(Stored items from a collection)
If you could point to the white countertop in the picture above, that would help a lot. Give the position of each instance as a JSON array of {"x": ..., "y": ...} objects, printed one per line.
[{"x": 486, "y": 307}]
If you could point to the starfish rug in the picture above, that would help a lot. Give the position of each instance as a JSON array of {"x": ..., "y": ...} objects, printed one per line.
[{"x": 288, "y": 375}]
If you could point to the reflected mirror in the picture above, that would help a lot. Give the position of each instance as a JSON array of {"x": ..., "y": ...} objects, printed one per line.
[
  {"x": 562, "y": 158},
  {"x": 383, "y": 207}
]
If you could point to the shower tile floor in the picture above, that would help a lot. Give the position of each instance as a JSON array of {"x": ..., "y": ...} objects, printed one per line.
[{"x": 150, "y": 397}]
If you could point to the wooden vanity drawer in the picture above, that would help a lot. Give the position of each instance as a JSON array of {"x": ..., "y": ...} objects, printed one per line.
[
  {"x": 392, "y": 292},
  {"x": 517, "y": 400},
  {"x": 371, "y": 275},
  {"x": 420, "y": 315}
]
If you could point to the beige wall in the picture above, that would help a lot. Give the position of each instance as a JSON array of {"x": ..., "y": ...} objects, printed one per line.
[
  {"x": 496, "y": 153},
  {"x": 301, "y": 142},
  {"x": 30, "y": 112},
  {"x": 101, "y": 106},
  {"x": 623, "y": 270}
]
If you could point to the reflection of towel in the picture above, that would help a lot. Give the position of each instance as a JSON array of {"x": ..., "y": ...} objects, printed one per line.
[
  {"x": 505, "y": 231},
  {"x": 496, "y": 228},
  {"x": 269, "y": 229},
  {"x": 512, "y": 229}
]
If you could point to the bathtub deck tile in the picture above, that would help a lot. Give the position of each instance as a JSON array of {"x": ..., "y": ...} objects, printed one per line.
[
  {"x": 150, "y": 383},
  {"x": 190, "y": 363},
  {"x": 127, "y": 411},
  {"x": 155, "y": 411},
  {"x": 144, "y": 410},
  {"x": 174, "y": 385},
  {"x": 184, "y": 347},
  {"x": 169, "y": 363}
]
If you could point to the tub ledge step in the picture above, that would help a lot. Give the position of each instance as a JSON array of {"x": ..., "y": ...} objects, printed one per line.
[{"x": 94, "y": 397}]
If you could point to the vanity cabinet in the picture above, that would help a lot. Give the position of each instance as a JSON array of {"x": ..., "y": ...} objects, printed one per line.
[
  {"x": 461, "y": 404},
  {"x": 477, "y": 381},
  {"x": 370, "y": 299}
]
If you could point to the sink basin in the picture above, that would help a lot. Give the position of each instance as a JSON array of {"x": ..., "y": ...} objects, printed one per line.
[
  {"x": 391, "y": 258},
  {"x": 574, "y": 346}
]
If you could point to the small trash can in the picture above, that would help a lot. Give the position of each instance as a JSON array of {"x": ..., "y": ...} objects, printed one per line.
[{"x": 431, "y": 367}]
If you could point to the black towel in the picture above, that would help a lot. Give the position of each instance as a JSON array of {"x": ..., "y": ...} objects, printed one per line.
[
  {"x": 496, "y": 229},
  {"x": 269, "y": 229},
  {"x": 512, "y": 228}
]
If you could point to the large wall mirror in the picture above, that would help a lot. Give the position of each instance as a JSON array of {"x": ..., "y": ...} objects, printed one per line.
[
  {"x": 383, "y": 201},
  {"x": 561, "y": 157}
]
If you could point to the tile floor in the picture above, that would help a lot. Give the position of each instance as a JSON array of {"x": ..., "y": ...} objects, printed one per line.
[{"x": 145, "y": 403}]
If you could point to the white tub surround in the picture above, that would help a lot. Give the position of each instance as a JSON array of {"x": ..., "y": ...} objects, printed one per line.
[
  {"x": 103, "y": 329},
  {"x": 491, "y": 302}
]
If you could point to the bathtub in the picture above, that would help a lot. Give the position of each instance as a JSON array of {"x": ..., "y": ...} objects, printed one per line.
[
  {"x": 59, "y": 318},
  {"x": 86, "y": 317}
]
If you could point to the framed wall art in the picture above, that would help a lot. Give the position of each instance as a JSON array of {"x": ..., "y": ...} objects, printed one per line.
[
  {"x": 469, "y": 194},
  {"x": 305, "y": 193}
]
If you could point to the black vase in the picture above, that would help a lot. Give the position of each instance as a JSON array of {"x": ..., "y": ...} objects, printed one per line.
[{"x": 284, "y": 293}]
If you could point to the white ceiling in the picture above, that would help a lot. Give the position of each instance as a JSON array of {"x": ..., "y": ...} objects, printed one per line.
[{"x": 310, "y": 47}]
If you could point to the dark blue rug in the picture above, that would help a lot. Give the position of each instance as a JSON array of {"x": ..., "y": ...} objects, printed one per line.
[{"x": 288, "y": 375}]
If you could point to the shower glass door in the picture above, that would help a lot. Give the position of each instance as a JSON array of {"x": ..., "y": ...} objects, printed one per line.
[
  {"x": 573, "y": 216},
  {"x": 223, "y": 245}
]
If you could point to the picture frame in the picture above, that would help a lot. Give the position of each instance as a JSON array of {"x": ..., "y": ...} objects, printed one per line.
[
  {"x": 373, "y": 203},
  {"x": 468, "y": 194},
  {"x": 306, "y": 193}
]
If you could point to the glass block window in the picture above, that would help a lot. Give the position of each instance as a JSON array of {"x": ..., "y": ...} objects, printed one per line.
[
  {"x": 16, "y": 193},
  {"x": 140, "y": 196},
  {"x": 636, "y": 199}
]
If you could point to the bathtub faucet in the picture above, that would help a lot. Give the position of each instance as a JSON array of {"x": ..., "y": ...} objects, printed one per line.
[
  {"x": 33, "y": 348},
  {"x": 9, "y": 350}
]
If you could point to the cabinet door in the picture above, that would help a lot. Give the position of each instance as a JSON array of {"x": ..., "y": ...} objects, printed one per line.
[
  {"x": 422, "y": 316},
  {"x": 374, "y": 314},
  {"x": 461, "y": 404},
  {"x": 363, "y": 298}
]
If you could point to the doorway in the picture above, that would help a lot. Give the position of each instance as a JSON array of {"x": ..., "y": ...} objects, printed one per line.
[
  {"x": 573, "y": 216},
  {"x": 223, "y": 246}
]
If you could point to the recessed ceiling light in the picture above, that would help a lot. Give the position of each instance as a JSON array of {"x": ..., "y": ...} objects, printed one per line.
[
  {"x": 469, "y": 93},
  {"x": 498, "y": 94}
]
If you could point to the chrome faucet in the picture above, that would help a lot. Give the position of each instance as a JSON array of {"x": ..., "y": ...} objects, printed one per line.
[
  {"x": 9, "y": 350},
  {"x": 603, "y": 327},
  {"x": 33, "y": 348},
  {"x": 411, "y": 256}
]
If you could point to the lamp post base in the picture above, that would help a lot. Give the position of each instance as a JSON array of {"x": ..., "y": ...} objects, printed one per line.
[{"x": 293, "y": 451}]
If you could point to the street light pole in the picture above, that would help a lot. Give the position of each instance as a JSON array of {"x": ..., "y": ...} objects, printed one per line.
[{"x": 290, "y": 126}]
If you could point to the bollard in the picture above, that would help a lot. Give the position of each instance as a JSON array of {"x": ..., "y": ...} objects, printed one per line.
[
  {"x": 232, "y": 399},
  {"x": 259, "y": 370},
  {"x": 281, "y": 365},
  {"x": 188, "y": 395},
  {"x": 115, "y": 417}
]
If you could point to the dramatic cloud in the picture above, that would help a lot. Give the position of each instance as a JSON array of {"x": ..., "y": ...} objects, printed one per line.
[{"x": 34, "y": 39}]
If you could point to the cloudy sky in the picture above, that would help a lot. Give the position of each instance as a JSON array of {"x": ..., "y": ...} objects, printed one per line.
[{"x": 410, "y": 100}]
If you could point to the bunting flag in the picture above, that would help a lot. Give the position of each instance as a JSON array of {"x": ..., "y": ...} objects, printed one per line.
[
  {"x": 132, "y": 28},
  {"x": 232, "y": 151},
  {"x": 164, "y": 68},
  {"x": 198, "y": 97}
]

▸ **Do this**: Copy the rows from the line holding "If you could point to the bunting" through the end of the rows, both included. Swap "bunting flag" for "string of pennants" and keep everything else the same.

▸ **Expected answer**:
If you could point to the string of pennants in the picture above, that would help a lot. Give the position of each instance as a JSON array of {"x": ..., "y": ...} objects, printed one per line.
[
  {"x": 132, "y": 28},
  {"x": 232, "y": 151},
  {"x": 164, "y": 68},
  {"x": 198, "y": 97}
]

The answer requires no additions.